A well needed refresh for the Santa brand
December 9, 2013 10:04 AM   Subscribe

 
"We are headquarterised in the North, but our reach is global."

This is hilarious - one of those things that's so spot-on it's hardly satire any more. Well done.
posted by Miko at 10:07 AM on December 9, 2013 [1 favorite]


Ho ho ho.
posted by SpaceWarp13 at 10:11 AM on December 9, 2013


Each page is better than the last.
posted by muddgirl at 10:13 AM on December 9, 2013 [1 favorite]


That ho ho ho Venn diagram is brilliant.
posted by mochapickle at 10:14 AM on December 9, 2013 [14 favorites]


"Don't use the over-familiar and paternalistic 'Father Christmas'. If only because it anagrams to 'the rich Mr Fat-Ass'."

Good advice! Thankfully 'Santa' has no similarly sinister anagrams.
posted by Atom Eyes at 10:15 AM on December 9, 2013 [25 favorites]


Wonderful...

◆ The task
Continue the Santa rebrand thread from its last line. The items are unrelated to the Santa rebrand thread.

◆ Given information

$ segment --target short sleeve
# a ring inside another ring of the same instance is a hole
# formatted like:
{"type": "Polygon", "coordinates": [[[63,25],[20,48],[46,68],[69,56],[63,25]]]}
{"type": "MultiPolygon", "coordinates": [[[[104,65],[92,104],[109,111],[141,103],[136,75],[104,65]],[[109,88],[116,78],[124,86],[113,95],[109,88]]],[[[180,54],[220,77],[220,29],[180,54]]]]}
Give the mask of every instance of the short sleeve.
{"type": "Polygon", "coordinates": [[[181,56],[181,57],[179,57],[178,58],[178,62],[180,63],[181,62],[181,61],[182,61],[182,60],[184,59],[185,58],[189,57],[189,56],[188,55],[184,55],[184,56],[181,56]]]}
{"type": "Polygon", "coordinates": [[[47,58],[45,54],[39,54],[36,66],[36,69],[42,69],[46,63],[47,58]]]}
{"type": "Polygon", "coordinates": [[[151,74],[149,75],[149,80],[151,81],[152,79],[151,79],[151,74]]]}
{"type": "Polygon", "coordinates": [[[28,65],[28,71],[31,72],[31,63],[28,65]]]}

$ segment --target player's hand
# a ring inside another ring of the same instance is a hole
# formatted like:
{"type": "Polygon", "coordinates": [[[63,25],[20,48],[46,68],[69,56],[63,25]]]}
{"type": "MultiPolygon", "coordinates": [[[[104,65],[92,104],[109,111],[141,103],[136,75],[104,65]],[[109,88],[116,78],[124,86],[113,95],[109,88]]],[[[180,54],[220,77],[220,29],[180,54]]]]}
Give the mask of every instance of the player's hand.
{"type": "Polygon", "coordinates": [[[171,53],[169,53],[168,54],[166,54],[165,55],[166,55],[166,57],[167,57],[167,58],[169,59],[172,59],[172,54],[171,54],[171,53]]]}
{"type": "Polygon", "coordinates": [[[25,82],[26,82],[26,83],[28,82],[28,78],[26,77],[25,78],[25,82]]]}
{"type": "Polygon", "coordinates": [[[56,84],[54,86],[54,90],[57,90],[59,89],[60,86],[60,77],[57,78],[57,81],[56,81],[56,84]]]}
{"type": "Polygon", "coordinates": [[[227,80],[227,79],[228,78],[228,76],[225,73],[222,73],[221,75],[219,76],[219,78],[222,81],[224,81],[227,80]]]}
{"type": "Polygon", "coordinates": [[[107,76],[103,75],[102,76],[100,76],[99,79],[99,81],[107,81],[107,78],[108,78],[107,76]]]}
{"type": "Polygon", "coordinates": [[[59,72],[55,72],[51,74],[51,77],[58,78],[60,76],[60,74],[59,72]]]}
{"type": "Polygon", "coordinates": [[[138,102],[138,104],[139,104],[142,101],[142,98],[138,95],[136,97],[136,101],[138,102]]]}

◆ Right answer
posted by Alexandra Kitty at 10:18 AM on December 9, 2013


ho ho ho venn diagram is the bestest
posted by ook at 10:18 AM on December 9, 2013 [1 favorite]


White on white.
posted by radicalawyer at 10:19 AM on December 9, 2013 [1 favorite]


Hagrid: entering our reputation space
posted by ook at 10:20 AM on December 9, 2013 [3 favorites]


When the comment thread is just people quoting directly from the thing you know you've found a good thing
posted by ook at 10:21 AM on December 9, 2013 [4 favorites]


A - B - C

A - Always
B - Be
C - Caroling
posted by Blazecock Pileon at 10:26 AM on December 9, 2013 [21 favorites]


"Our brand essence is the very essence of our brand" - having had to deal with a few market-speak brand-makers, this is 100% how they think.
posted by Old'n'Busted at 10:30 AM on December 9, 2013 [6 favorites]


See also, "The greatest assets of any brand are its brand assets."

Spot on.
posted by Naberius at 10:34 AM on December 9, 2013 [2 favorites]


Yah, this was really very good.
posted by Ivan Fyodorovich at 10:46 AM on December 9, 2013


They were woefully shorting Brian Blessed on beardiness.
posted by ursus_comiter at 10:53 AM on December 9, 2013 [2 favorites]


White on white is already in use.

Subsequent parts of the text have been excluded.